Extract:
— Start —
Early analyses reported rapid growth in the number and scale of area vocational schools, expanded offerings for out-of-school youth and adults, and heightened attention to vocational guidance and counseling. Federal oversight included both programmatic review and fiscal auditing of state expenditures under the Act.

=== Vocational Education Amendments of 1968 ===
The Vocational Education Amendments of 1968, Pub. L. 90-576, restructured and expanded the 1963 Act. Among other changes, the 1968 amendments redesignated the Act's parts as separate titles, revised the declaration of purpose, and added specific provisions for disadvantaged and handicapped persons, work–study programs, and cooperative vocational education. They also strengthened requirements for statewide planning and evaluation and increased authorized appropriations.

The 1968 law is often viewed as marking a second phase in federal vocational education policy, building on the 1963 Act's broader conception of vocational education while responding to concerns about poverty, civil rights, and the changing labor market.

=== Later reauthorizations and Perkins legislation ===
Congress further amended the vocational education statutes in the Education Amendments of 1976 and other legislation, adding emphasis on sex equity, program evaluation, and linkages between vocational and academic education. In 1984, the Carl D. Perkins Vocational and Technical Education Act (Pub. L. 98-524) substantially revised the existing framework while retaining the 1963 Act's statutory base, shifting federal priorities toward program improvement, special populations, and accountability.
— End —
Work instructions:
• a. According to the passage on federal vocational education law, why is the 1968 law often seen as a second phase in federal vocational education policy? Answer in one to three sentences.
• b. Answer these questions from the passage on federal vocational education law:
(i) What public law number did the Vocational Education Amendments of 1968 carry?
(ii) In what year was the Carl D. Perkins Vocational and Technical Education Act passed?
(iii) What did the Education Amendments of 1976 add emphasis on?
• c. Continue the passage on federal vocational education law from its last sentence.

Material supplied:
— Start —
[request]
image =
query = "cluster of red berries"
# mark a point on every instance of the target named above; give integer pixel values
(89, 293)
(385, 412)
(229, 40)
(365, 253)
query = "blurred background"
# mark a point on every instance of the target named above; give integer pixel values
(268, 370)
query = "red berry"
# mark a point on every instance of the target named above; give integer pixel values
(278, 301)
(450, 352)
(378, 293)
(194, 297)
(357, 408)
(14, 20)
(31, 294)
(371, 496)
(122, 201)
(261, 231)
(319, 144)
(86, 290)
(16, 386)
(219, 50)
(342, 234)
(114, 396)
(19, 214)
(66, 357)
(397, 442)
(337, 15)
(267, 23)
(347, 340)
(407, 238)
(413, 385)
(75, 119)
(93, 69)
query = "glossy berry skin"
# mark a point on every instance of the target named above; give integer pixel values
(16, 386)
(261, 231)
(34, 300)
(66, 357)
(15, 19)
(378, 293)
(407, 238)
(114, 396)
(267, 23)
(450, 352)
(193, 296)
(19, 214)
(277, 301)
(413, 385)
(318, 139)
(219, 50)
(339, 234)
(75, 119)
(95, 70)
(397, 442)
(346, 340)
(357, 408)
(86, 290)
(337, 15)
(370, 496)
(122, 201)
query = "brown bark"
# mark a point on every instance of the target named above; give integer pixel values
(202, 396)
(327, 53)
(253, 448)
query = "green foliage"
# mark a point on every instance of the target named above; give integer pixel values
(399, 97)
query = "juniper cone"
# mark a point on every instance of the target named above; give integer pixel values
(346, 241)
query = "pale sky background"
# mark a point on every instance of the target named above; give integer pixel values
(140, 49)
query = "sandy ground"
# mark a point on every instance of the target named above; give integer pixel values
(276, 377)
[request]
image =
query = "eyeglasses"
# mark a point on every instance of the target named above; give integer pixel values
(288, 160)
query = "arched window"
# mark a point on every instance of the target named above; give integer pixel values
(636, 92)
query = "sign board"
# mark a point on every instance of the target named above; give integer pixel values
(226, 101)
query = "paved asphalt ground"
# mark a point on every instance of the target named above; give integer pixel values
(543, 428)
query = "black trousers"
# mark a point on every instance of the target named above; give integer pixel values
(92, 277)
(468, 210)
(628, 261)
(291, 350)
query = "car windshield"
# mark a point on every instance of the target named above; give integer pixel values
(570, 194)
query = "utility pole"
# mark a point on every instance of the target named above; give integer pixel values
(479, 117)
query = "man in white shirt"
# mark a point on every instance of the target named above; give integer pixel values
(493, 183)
— End —
Responses to the tasks:
• a. It built on the 1963 Act's broader conception of vocational education. It also responded to concerns about poverty, civil rights, and the changing labor market.

• b.
(i) Pub. L. 90-576.
(ii) 1984.
(iii) Sex equity, program evaluation, and linkages between vocational and academic education.

• c.
Subsequent reauthorizations in 1990, 1998, 2006, and 2018 continued to amend the original Public Law 88-210, with the 2006 reauthorization styled the Carl D. Perkins Career and Technical Education Act of 2006. As a result, the Vocational Education Act of 1963 survives in heavily amended form as the core federal statute governing career and technical education grants to states and local recipients.

== Impact and assessment ==
Scholars generally agree that the Vocational Education Act of 1963 marked a major shift in federal involvement in vocational education. By replacing narrow categorical programs with a broader, population-focused approach and by greatly increasing authorized funding levels, the Act gave states greater flexibility to design programs serving high school students, school leavers, and adults. One early analysis concluded that the law had "greater implications for vocational education than any previous federal measure," particularly because it encouraged regional planning and cooperative arrangements among school districts.

The Act also had significant implications for vocational teacher education and for the relationship between vocational and general education. Historians of vocational education have argued that the 1963 and 1968 statutes helped move federal policy away from a narrow focus on specific trades and toward a broader conception of occupational preparation, even as debates continued over the appropriate balance between vocational skill training and general education. At the same time, critics have contended that vocational programs subsidized under the Act sometimes reinforced patterns of tracking and social stratification, disproportionately enrolling students from lower-income or marginalized groups in programs leading to less lucrative occupations.

Professional organizations such as the AVA and the Policies Commission for Business and Economic Education welcomed the Act as an opportunity to expand and modernize vocational curricula, particularly in business and office occupations and in technologically oriented fields. However, they also raised concerns about the administrative complexity of federal requirements and the need for adequate state and local matching funds.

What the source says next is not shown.